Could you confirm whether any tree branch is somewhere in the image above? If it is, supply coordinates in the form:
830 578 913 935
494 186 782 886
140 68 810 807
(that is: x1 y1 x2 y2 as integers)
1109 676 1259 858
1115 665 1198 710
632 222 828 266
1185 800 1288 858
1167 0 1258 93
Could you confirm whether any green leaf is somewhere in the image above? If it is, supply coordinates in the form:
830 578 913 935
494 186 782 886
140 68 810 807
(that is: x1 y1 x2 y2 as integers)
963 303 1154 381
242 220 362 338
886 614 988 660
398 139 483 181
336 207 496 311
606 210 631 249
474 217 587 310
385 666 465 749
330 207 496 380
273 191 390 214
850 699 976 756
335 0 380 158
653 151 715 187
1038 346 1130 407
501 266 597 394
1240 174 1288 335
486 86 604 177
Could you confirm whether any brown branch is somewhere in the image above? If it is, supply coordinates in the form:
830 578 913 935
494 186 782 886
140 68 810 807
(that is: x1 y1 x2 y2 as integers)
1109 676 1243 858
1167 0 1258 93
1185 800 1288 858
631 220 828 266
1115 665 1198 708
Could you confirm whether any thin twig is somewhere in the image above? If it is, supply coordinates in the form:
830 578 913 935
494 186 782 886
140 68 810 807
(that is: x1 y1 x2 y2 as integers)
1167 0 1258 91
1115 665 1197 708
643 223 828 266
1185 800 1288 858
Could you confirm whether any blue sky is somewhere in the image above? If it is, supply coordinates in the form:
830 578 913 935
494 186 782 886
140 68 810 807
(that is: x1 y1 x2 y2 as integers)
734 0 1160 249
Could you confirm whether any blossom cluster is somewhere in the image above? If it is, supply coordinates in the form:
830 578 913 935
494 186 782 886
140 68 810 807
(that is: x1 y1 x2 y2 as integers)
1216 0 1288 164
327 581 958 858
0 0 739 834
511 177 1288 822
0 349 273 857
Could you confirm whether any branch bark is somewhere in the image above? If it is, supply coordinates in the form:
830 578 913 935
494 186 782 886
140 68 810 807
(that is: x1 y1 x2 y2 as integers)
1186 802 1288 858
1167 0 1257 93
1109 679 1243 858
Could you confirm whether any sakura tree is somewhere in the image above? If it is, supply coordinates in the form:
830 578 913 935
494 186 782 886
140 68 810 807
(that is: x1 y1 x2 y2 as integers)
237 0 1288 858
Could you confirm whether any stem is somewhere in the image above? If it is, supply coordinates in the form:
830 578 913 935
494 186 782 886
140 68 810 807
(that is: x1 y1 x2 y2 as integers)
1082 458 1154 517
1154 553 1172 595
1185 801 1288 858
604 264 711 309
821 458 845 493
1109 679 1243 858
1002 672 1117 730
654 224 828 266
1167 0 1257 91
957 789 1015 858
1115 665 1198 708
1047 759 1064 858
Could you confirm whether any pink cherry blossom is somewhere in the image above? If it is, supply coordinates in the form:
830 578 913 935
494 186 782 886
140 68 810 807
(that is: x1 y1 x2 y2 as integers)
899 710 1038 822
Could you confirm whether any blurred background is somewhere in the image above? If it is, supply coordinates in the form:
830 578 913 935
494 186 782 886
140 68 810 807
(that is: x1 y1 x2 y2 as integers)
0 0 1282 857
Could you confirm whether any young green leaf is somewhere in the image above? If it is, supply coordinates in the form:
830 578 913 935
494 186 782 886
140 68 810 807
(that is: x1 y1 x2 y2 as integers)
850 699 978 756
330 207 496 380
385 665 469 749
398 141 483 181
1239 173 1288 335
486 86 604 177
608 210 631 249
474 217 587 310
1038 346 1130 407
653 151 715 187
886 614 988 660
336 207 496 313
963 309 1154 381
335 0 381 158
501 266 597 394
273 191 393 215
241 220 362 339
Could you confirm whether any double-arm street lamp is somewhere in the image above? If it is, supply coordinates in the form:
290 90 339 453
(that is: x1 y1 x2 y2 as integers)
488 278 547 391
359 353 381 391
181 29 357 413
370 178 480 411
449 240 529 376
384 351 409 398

# Task goal
Print everything from the line that contains "Could you confirm whether any stem" down to the end of the rows above, both ends included, without changing anything.

# Full solution
Could you confirm whether any stem is somewhere in the image above? If it is, supply coordinates in the form:
830 578 913 935
494 186 782 886
140 68 810 807
(that is: x1 y1 x2 y2 as integers)
1082 458 1154 517
1154 553 1172 595
1185 801 1288 858
604 264 711 309
821 458 845 493
1109 679 1243 858
1002 672 1117 730
654 224 828 266
1167 0 1257 91
957 789 1015 858
1115 665 1198 708
1047 759 1064 858
Could you confirm whether any pink cherry blossom is somewhere in the image above? If it is, supply coordinates in the form:
830 578 913 935
494 186 782 886
140 68 810 807
(that is: x1 y1 x2 y2 as integers)
899 710 1038 822
Could you confirm whether any blurred background is somewhere in the image above? If it is, supply coordinates in the form:
830 578 913 935
494 186 782 886
140 68 810 807
(that is: x1 y1 x2 y2 as integers)
0 0 1282 857
Could you confirm whether any young green leaf is somewhere in the image above? If it is, supply coordinates in the form:
830 578 913 935
494 186 782 886
140 68 810 807
(that is: x1 y1 x2 y2 as integers)
850 699 978 756
330 207 496 380
385 665 469 749
398 141 483 181
1239 173 1288 335
486 86 604 177
608 210 631 249
474 217 587 310
1038 346 1130 407
653 151 715 187
886 614 988 660
336 207 496 313
963 309 1154 381
335 0 381 158
501 266 597 394
273 191 393 215
241 220 362 339
Could you confirm whether any double-arm street lamp is somewhere in the image above? If it is, supply coordinates in the form:
290 90 339 453
(that is: x1 y1 x2 y2 as integers)
488 278 547 391
359 353 381 391
181 29 357 413
370 178 480 411
449 240 529 376
384 351 409 398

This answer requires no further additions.